* Instructions for the task
Give the records below as a two-column CSV with the columns "request" and "points", one row per request: its text in the first field and its answer in the second, each in one quoted field with line breaks replaced by spaces. Cover all the records, and leave the pictures out.

= = = = =

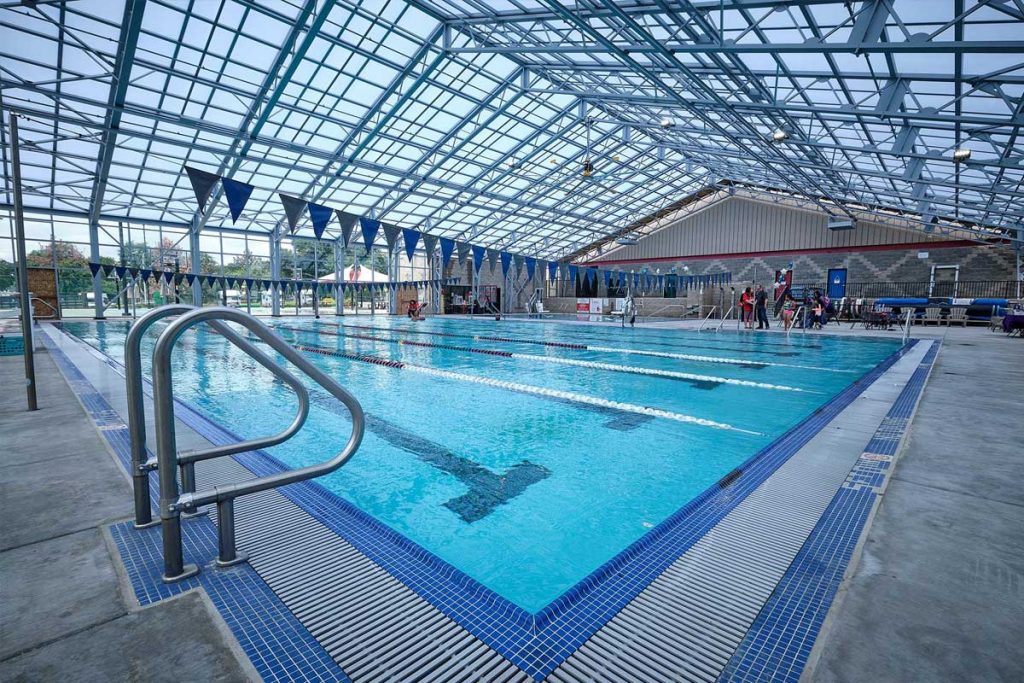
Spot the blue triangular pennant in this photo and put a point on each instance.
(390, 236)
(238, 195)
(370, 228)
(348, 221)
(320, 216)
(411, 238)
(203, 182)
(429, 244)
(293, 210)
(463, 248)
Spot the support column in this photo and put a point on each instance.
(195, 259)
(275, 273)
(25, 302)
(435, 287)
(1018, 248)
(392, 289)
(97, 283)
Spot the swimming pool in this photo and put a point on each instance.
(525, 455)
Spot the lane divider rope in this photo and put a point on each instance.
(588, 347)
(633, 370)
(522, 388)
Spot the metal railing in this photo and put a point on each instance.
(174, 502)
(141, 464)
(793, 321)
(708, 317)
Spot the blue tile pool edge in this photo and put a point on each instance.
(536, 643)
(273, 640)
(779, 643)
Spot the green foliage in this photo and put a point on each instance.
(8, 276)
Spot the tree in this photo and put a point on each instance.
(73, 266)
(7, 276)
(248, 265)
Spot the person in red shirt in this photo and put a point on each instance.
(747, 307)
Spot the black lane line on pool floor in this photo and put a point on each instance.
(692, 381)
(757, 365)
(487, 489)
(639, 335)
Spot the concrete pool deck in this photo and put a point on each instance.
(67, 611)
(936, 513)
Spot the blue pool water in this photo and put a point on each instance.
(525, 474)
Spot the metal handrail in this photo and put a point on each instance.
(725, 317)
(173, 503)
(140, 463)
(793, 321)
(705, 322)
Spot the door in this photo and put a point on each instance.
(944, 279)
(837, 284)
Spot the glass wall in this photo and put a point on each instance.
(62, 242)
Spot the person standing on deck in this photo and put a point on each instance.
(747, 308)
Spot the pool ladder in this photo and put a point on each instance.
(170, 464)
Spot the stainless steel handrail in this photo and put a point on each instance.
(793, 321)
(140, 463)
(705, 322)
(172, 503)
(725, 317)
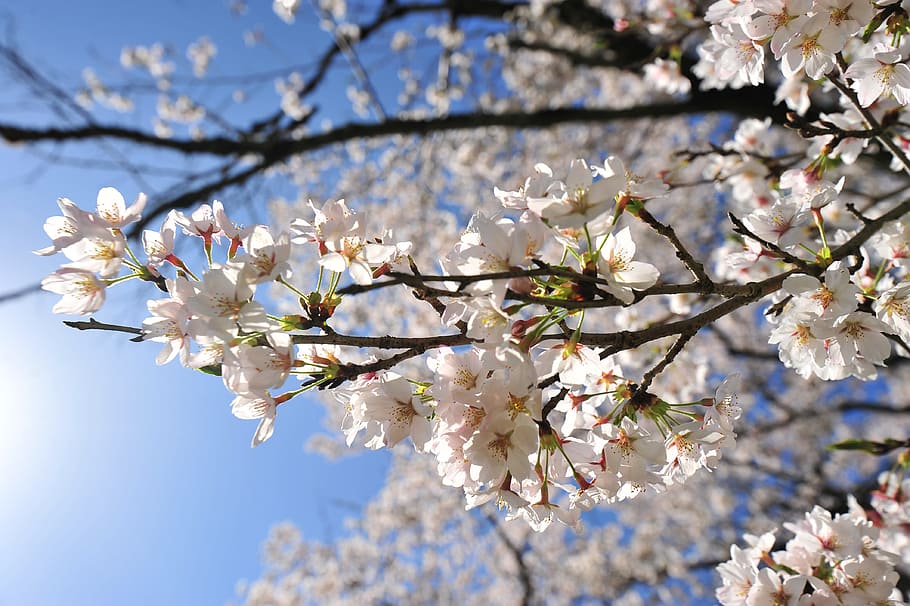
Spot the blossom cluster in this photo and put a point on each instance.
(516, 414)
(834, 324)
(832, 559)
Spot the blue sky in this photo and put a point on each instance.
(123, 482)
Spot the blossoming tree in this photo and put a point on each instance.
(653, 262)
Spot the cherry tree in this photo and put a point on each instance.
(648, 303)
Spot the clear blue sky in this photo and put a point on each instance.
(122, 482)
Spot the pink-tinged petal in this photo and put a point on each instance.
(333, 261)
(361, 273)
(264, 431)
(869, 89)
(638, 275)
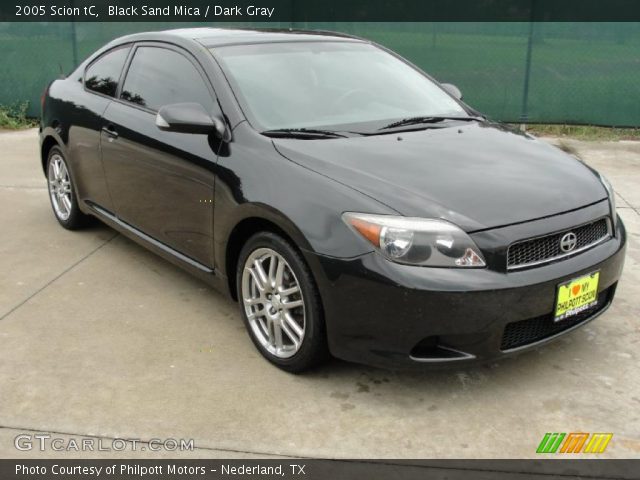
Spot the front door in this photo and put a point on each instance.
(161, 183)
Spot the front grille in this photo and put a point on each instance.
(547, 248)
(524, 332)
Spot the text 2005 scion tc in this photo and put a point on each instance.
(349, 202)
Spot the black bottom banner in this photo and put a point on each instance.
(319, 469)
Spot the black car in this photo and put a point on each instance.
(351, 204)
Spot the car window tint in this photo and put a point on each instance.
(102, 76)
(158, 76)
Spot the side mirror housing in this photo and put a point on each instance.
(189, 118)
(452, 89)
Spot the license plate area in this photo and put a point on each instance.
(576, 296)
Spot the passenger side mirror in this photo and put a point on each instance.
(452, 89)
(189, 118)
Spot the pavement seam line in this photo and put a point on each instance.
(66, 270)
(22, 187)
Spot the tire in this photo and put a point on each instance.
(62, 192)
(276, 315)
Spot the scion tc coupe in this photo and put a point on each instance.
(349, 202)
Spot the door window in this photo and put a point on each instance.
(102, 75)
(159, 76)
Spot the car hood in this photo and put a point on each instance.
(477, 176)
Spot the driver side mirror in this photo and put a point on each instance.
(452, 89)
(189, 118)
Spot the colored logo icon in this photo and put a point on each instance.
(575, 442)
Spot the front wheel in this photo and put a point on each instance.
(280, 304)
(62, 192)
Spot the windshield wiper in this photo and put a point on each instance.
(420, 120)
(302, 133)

= = = = =

* Reply
request,points
"Spot the blue triangular pennant in this photo and put a point on each instance.","(390, 236) (238, 195) (370, 228) (348, 221) (320, 216) (411, 238) (203, 182) (429, 244) (293, 210) (463, 248)"
"Spot the support column in this photo and put a point on each instance.","(195, 259) (275, 273) (25, 302) (435, 287) (1018, 248) (392, 289) (97, 283)"
"Spot the swimming pool in this photo and put a point on each instance.","(525, 455)"
"Spot the lane divider rope in this photo and put a point on each instance.","(588, 347) (633, 370) (522, 388)"
"Spot the metal railing in this photo and put a point on each instance.","(174, 502) (141, 464) (793, 321) (708, 317)"
"Spot the blue tile pool edge in this photo and put a point on each instance.","(536, 643) (273, 640) (779, 643)"
"Spot the green foliage in this photo and put a point on each instance.","(8, 276)"
"Spot the tree in this photo and put a point on each instance.","(73, 266) (7, 276) (248, 265)"
"Spot the person in red shirt in this photo and put a point on each instance.","(747, 307)"
"Spot the black lane line on pool floor in this photo and put a point on each instance.","(692, 381) (757, 365) (487, 489) (639, 335)"
"Spot the concrete pool deck in this photo and put a point on each instance.","(67, 611) (936, 513)"
"Spot the blue pool water in this photo and put a point on each instance.","(525, 474)"
"Spot the metal handrail in this photo and put a point on each instance.","(725, 317) (173, 503) (140, 463) (793, 321) (705, 322)"
"Spot the door in this photo and put a point on each instance.","(944, 279) (837, 284)"
"Spot the glass wall in this photo and put a point on each instance.","(62, 242)"
"Spot the person standing on deck in this photo and put a point on each instance.","(747, 308)"
"Spot the pool ladder in this photo and put a point on each instance.","(170, 464)"
"Spot the stainless steel handrail in this photo and put a point on each instance.","(793, 321) (140, 463) (705, 322) (172, 503) (725, 317)"
"Spot the blossom cluster in this photo and put a point on each instance.","(516, 414) (834, 324) (832, 559)"
"Spot the blue sky in this photo and put a point on each instance.","(123, 482)"
"Spot the blossoming tree in this photo and put a point on each instance.","(653, 262)"
"Spot the cherry tree in this photo and put a point on each instance.","(648, 303)"
"Spot the clear blue sky in this photo and put a point on each instance.","(122, 482)"
"Spot the pink-tinged petal in this photo and put a point on each instance.","(333, 261) (361, 273) (264, 431) (869, 89) (638, 275)"
"Spot the front door in this photo and put a point on each instance.","(161, 183)"
"Spot the front grille in this photo and put a point on each instance.","(547, 248) (524, 332)"
"Spot the text 2005 scion tc in this photo and put a point on each instance.","(349, 202)"
"Spot the black bottom banner in this photo and put a point on each instance.","(319, 469)"
"Spot the black car in this photo and put a point on each instance.","(351, 204)"
"Spot the car window tint in this photo and put a point on each instance.","(102, 76) (158, 76)"
"Spot the side mirror housing in this photo and put a point on each instance.","(189, 118) (452, 89)"
"Spot the license plate area in this photo and put a point on each instance.","(576, 296)"
"Spot the passenger side mirror in this photo and put a point on each instance.","(452, 89) (189, 118)"
"Spot the pavement seam line in this photo and put a point on each instance.","(66, 270) (22, 187)"
"Spot the tire in this photo and put a point on each instance.","(62, 192) (276, 315)"
"Spot the scion tc coupe in this photo and put a point on each instance.","(349, 202)"
"Spot the door window in this photo and put a point on each instance.","(102, 75) (159, 76)"
"Spot the car hood in this photo and put a point on each instance.","(477, 176)"
"Spot the driver side mirror in this photo and put a point on each instance.","(452, 89) (189, 118)"
"Spot the colored logo icon in this photo and put a point on each instance.","(575, 442)"
"Spot the front wheel in this photo and put a point on each instance.","(280, 304) (62, 192)"
"Spot the windshield wiper in this photo and put a point on each instance.","(420, 120) (302, 133)"